DOCUMENT EXCERPT
• • •

Drag Race has not only educated the mainstream straight community but also given queer people across the world a unifying cultural nucleus. It has acted as sport does for queer people who don’t really give a damn about who is topping the Premier League.

Sadly, reality TV does not have the ubiquity, longevity or financial backing to truly rival sport. While I still watch the US Drag Race and its spin offs, one can’t help but feel that its novelty is waning. Fewer and fewer of my queer friends watch it each year and despite it still having a large fanbase, one can’t help but fear its years are numbered.

Producers have been attempting to shake up the format with each passing season to maintain viewership. Gimmicks are implemented, such as the ‘golden ticket’ wildcard in the current (14th) US season that sees contestants opening a Wonka-style chocolate bar upon their elimination with the hopes they have the golden ticket allowing them to stay in the competition. Or the ‘lipstick voting’ system of the All Stars spin-off that sees queens eliminate each other (criticised by many of the recent UK vs The World spin-off viewers).

These stunts feel forced and are putting some fans off the show. While stats show that viewing figures are not rapidly declining, one can’t help but wonder what will happen if Drag Race is eventually cancelled?

Would queer culture’s place in the canon of global culture take a hit or would the archives of previous seasons be enough to perpetuate its legacy? This remains to be seen. Undoubtedly, though, the TV spot vacuum will result in the race becoming the ‘new Supreme’ of the gay Olympics.

Competition shows that mimic the challenges on RuPaul’s Drag Race, such as sewing, comedy, singing and dancing could be an appropriate replacement. One such could be the drag singing competition Queens of the Universe. Shows such as Next in Fashion (which has finally been renewed, by the way) and Legendary are contenders, with both featuring many queer contestants. But these feel unlikely, somehow…

Although these shows are entertaining, I wager that Drag Race is simply irreplaceable. The show that catapulted a niche and inherently queer artform into huge mainstream success is truly a force to be reckoned with.

That being said, we should appreciate this annual bitchy Hunger Games while we can. Drag Race is the closest we will come to a thoroughly queer equivalent to televised sport, for those who don’t partake in that. When it’s gone, it’ll be more than just a smoking area icebreaker that we’ve lost. You’ll miss it more than you think.

• • •

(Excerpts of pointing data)
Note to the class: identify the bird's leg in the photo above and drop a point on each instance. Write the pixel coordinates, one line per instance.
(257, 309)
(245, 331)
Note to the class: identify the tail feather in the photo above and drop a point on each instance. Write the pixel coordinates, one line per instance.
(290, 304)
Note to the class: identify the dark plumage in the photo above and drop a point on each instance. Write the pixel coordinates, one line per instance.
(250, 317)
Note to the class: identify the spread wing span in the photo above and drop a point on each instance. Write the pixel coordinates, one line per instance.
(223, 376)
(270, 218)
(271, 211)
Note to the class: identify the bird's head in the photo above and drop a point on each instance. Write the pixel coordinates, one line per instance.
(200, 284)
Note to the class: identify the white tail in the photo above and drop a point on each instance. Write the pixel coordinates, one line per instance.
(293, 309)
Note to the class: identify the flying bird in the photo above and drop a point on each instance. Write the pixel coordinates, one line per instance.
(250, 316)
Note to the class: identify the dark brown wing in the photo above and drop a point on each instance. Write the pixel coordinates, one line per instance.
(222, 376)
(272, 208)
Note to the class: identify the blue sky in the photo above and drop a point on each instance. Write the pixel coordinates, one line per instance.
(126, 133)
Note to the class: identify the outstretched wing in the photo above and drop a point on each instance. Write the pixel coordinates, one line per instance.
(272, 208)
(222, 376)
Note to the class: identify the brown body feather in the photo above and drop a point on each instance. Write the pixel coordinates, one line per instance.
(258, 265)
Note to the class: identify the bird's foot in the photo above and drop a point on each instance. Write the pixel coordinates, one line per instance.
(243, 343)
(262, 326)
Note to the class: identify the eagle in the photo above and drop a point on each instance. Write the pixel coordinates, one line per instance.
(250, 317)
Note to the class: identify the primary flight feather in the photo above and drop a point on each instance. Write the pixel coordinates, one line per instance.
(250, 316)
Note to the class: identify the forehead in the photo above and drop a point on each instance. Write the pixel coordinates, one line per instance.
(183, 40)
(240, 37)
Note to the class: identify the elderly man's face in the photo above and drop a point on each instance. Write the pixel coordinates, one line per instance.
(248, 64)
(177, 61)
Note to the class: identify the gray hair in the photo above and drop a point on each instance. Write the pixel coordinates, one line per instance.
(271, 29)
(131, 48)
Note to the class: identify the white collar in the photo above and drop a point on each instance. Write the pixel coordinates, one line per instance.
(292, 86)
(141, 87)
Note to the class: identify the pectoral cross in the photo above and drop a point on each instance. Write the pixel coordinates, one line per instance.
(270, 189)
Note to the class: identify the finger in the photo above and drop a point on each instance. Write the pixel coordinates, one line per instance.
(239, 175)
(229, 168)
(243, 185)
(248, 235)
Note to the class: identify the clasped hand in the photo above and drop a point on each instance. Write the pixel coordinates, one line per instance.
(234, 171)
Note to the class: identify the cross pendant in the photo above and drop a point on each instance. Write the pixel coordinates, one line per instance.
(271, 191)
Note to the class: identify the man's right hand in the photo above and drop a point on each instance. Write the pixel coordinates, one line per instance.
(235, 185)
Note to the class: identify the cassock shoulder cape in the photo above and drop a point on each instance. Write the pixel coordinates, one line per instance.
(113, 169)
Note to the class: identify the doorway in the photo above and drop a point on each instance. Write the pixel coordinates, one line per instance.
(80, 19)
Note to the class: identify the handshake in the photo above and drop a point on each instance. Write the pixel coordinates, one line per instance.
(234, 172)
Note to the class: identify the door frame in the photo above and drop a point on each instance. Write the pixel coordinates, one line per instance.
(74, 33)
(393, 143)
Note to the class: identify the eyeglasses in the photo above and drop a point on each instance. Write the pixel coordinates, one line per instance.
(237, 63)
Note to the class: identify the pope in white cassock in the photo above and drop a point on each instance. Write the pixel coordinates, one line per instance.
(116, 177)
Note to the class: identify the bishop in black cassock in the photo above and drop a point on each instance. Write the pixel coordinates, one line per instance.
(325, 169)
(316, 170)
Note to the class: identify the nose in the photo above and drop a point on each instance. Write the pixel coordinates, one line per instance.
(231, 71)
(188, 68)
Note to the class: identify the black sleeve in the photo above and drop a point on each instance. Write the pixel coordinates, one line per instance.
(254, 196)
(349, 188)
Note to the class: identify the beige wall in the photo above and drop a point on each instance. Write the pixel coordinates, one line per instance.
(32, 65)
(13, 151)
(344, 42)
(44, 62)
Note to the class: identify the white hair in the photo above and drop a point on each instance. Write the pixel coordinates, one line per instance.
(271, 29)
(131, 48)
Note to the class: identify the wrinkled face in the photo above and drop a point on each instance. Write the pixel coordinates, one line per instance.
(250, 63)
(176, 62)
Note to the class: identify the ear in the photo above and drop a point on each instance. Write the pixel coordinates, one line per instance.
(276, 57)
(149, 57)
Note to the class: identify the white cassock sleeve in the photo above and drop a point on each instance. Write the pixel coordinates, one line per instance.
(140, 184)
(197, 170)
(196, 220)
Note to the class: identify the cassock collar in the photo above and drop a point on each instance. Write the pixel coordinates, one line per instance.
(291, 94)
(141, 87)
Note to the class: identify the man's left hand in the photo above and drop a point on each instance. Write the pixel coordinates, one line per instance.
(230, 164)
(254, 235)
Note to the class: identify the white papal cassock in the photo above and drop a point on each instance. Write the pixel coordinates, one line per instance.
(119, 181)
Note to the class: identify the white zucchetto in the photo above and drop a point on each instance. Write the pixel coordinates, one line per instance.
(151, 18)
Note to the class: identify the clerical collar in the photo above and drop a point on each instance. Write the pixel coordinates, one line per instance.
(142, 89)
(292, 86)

• • •

TO-DO LIST
a. Reproduce word for word the passage of the Drag Race piece that opens with the words "Producers have been" and closes with "World spin-off viewers).".
b. Answer these questions from the Drag Race piece:
(i) In which US season does the "golden ticket" wildcard appear?
(ii) Which drag singing competition is named as a possible replacement?
(iii) Which show has finally been renewed?
The records are separate material and stand apart from the Drag Race piece.

COMPLETED EXERCISE
a.
Producers have been attempting to shake up the format with each passing season to maintain viewership. Gimmicks are implemented, such as the ‘golden ticket’ wildcard in the current (14th) US season that sees contestants opening a Wonka-style chocolate bar upon their elimination with the hopes they have the golden ticket allowing them to stay in the competition. Or the ‘lipstick voting’ system of the All Stars spin-off that sees queens eliminate each other (criticised by many of the recent UK vs The World spin-off viewers).

b.
(i) The current (14th) US season.
(ii) Queens of the Universe.
(iii) Next in Fashion.